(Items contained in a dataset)
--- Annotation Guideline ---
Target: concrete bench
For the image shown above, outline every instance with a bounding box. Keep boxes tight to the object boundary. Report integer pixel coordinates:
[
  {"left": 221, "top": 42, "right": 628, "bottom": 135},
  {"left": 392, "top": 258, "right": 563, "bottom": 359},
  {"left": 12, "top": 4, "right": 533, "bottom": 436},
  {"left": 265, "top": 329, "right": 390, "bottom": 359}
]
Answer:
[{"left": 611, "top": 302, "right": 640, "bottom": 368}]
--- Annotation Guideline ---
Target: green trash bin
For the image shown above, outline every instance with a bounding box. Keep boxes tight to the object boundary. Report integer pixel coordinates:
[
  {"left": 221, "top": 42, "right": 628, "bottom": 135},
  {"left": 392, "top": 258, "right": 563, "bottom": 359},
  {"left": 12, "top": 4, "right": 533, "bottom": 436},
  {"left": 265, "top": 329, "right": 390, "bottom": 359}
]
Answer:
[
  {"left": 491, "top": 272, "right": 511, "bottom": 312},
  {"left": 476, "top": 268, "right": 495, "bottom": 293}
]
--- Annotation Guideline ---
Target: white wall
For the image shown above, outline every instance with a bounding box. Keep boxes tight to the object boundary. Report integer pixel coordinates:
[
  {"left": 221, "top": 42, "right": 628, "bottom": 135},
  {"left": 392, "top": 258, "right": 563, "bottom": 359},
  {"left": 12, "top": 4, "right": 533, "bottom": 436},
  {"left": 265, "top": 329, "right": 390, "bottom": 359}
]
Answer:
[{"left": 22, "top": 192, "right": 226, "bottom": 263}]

● **Exercise task**: Can you reproduce every one of the items above in full, requests included, offsetting each bounding-box coordinate in the answers by 125 while leaving the numbers in the requests unchanged?

● **Response**:
--- Annotation Guideline ---
Target: concrete bench
For the image shown above, outline every instance with a bounding box. Keep boxes tight to the object boundary. Report integer pixel coordinates:
[
  {"left": 221, "top": 42, "right": 628, "bottom": 135},
  {"left": 392, "top": 258, "right": 563, "bottom": 359},
  {"left": 12, "top": 4, "right": 533, "bottom": 436},
  {"left": 265, "top": 329, "right": 390, "bottom": 359}
]
Answer:
[{"left": 736, "top": 427, "right": 765, "bottom": 493}]
--- Annotation Guideline ---
Target: green trash bin
For the image shown above, outline every instance with a bounding box. Keep boxes tight to the object boundary. Report integer pixel coordinates:
[
  {"left": 221, "top": 42, "right": 628, "bottom": 135},
  {"left": 392, "top": 258, "right": 563, "bottom": 359},
  {"left": 12, "top": 4, "right": 533, "bottom": 436},
  {"left": 265, "top": 329, "right": 390, "bottom": 359}
]
Answer:
[
  {"left": 616, "top": 397, "right": 636, "bottom": 437},
  {"left": 601, "top": 393, "right": 620, "bottom": 418}
]
--- Annotation Guideline ---
Target: white wall
For the image shown above, outline every instance with a bounding box. Keep boxes tight to the object boundary. Report integer pixel coordinates:
[
  {"left": 221, "top": 42, "right": 628, "bottom": 135},
  {"left": 392, "top": 258, "right": 563, "bottom": 359},
  {"left": 12, "top": 4, "right": 533, "bottom": 436},
  {"left": 265, "top": 329, "right": 390, "bottom": 359}
]
Answer:
[{"left": 147, "top": 317, "right": 351, "bottom": 388}]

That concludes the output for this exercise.